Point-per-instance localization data
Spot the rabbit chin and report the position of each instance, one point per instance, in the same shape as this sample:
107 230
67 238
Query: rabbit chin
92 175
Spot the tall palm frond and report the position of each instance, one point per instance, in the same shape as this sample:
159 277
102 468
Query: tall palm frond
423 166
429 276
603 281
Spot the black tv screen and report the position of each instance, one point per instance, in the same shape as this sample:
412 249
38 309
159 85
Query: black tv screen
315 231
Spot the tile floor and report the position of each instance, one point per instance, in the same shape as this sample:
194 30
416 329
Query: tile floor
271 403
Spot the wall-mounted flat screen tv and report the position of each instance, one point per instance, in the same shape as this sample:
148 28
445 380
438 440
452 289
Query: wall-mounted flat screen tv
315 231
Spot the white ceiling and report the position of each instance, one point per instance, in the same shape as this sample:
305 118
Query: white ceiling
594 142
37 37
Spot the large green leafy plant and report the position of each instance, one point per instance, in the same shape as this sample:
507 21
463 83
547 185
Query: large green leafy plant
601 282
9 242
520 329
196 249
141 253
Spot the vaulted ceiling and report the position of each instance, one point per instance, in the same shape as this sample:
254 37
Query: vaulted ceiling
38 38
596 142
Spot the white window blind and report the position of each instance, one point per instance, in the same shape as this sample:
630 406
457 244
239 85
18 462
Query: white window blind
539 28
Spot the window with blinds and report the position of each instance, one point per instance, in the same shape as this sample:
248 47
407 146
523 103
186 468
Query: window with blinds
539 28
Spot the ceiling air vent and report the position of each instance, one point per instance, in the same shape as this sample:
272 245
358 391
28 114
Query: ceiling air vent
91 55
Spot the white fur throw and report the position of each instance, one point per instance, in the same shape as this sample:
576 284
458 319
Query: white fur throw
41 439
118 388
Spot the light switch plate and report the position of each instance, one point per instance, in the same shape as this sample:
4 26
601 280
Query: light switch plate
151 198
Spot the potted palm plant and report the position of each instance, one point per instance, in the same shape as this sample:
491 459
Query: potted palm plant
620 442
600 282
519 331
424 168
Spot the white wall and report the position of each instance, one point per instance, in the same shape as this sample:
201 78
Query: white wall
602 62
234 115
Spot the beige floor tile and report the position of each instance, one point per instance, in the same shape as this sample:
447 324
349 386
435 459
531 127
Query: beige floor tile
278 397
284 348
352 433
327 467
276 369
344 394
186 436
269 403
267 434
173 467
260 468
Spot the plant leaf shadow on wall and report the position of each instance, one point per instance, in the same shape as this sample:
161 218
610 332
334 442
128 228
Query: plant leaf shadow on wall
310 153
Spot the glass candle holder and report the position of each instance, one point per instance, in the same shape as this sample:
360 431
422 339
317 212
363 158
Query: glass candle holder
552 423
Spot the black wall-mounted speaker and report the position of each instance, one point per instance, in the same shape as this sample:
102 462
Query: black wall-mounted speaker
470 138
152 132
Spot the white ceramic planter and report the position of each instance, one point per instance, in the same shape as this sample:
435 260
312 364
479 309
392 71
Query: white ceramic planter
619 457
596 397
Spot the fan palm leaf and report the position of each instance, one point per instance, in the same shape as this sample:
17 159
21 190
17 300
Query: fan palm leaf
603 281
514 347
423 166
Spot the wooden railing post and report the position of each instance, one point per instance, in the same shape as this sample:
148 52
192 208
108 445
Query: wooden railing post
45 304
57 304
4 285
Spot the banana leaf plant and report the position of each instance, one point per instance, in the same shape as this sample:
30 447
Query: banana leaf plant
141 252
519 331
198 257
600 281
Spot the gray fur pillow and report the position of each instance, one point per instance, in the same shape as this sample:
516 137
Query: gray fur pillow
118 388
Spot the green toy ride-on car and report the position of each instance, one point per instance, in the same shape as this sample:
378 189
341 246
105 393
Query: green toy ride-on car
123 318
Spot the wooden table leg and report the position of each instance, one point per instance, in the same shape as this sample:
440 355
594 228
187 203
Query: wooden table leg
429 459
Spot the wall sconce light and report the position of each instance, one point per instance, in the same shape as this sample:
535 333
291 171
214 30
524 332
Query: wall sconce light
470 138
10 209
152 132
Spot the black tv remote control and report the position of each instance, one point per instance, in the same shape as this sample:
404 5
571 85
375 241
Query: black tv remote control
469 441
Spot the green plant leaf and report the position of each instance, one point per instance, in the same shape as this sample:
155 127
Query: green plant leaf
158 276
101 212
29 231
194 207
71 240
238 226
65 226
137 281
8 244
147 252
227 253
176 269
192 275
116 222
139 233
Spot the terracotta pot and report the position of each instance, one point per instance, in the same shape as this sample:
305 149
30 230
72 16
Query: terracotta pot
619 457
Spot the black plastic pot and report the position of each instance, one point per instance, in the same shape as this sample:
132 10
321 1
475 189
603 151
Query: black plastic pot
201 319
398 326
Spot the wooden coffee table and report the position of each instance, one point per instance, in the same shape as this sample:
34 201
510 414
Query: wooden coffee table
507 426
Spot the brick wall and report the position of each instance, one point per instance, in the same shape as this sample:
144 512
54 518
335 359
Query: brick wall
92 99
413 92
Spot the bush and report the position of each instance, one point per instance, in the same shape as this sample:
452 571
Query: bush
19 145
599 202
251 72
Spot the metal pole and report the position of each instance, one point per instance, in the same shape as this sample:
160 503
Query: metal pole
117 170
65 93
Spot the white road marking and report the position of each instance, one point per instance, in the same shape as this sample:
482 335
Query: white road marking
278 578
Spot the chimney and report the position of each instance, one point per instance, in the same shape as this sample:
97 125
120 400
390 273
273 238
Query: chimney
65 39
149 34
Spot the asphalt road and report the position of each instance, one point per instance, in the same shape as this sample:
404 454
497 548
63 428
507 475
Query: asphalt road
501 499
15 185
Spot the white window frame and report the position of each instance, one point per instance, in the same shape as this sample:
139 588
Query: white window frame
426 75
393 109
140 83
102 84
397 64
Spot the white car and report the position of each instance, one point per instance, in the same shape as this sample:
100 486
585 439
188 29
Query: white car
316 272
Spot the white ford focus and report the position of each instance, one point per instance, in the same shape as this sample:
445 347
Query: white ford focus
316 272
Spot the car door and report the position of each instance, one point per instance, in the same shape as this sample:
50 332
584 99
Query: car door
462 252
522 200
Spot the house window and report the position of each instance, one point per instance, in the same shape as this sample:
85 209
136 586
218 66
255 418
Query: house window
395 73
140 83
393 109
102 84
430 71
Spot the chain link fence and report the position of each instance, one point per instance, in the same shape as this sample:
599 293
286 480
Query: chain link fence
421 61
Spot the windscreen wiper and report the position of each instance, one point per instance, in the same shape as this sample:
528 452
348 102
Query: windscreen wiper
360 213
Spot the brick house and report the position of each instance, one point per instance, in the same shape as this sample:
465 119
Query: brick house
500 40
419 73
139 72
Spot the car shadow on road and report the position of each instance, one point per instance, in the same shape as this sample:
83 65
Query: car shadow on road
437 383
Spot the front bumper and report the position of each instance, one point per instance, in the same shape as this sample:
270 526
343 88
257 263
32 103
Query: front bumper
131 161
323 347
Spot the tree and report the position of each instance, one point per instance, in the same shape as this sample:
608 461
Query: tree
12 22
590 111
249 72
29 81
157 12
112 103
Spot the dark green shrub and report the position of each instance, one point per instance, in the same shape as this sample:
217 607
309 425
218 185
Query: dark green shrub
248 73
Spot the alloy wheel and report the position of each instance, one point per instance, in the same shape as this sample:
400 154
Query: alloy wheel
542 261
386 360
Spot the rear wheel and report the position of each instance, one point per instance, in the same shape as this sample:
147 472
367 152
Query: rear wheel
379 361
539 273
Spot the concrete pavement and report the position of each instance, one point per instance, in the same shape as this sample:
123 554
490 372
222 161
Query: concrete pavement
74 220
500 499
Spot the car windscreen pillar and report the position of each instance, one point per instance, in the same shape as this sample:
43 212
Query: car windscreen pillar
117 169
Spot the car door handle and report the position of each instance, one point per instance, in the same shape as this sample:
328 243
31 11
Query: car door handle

*THE TASK*: Check each line of the data above, and please copy the ones in which the string "handle" occurs.

*RESPONSE TO THE TASK*:
Spot the car door handle and report the position of each instance, one point per instance, in the same shape as this sample:
Query: car door handle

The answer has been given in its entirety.